__Work task__
The lines below starting at the line containing "# indicate every instance of the man in" and ending at the line containing "# indicate every instance of the dog's ear" are to be repeated exactly, with both ends kept and nothing else added.

(Region pointing data)
------------------------------------------------------------------------

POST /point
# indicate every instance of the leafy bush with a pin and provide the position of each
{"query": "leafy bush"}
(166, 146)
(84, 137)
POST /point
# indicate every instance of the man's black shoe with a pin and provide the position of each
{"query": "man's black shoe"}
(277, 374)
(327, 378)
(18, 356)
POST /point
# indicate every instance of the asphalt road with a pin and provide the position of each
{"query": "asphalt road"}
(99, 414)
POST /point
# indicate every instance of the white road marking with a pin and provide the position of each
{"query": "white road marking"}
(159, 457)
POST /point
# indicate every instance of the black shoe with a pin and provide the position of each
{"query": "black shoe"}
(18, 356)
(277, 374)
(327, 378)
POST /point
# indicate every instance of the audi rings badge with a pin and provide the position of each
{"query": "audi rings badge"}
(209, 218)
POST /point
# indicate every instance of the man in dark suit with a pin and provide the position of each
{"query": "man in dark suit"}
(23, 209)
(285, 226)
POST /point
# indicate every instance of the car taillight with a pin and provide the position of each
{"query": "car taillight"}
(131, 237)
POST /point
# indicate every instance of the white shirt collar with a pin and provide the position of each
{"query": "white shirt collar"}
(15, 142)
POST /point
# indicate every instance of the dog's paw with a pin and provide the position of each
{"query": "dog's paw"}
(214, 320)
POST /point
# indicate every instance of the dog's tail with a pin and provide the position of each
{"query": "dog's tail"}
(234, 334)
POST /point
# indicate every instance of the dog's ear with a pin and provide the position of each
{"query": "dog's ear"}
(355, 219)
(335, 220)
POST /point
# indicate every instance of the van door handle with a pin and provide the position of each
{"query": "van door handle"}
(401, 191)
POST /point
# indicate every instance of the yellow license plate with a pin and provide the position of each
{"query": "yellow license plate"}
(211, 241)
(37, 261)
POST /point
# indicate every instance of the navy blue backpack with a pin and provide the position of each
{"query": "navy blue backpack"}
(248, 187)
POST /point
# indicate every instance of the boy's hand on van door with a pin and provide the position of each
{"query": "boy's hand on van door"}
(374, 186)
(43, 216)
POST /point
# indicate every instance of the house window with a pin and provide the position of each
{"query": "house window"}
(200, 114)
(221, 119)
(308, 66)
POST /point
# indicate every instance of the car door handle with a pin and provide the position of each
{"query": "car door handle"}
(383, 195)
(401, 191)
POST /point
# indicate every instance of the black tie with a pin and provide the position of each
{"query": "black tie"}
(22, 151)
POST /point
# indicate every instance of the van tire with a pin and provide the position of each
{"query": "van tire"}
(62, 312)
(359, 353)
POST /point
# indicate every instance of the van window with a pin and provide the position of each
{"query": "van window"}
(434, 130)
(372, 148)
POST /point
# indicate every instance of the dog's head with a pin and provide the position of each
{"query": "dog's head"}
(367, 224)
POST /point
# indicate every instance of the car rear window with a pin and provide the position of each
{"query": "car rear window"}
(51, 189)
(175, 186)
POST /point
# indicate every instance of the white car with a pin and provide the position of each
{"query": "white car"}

------------------------------------------------------------------------

__Exercise answer__
# indicate every instance of the man in dark suit with a pin and provide the position of each
{"query": "man in dark suit"}
(23, 209)
(285, 226)
POST /point
# indicate every instance of the car taillight with a pin and provide the position of each
{"query": "car taillight"}
(131, 237)
POST /point
# indicate every instance of the white shirt collar with a pin and provide the position of each
{"query": "white shirt collar"}
(15, 142)
POST /point
# indicate every instance of the dog's paw with a pin and provide the position of each
{"query": "dog's paw"}
(214, 320)
POST /point
# indicate every instance of the dog's tail with a pin and provide the position of each
{"query": "dog's tail"}
(234, 334)
POST /point
# indicate every instance of the dog's ear with a pin and provide the position of each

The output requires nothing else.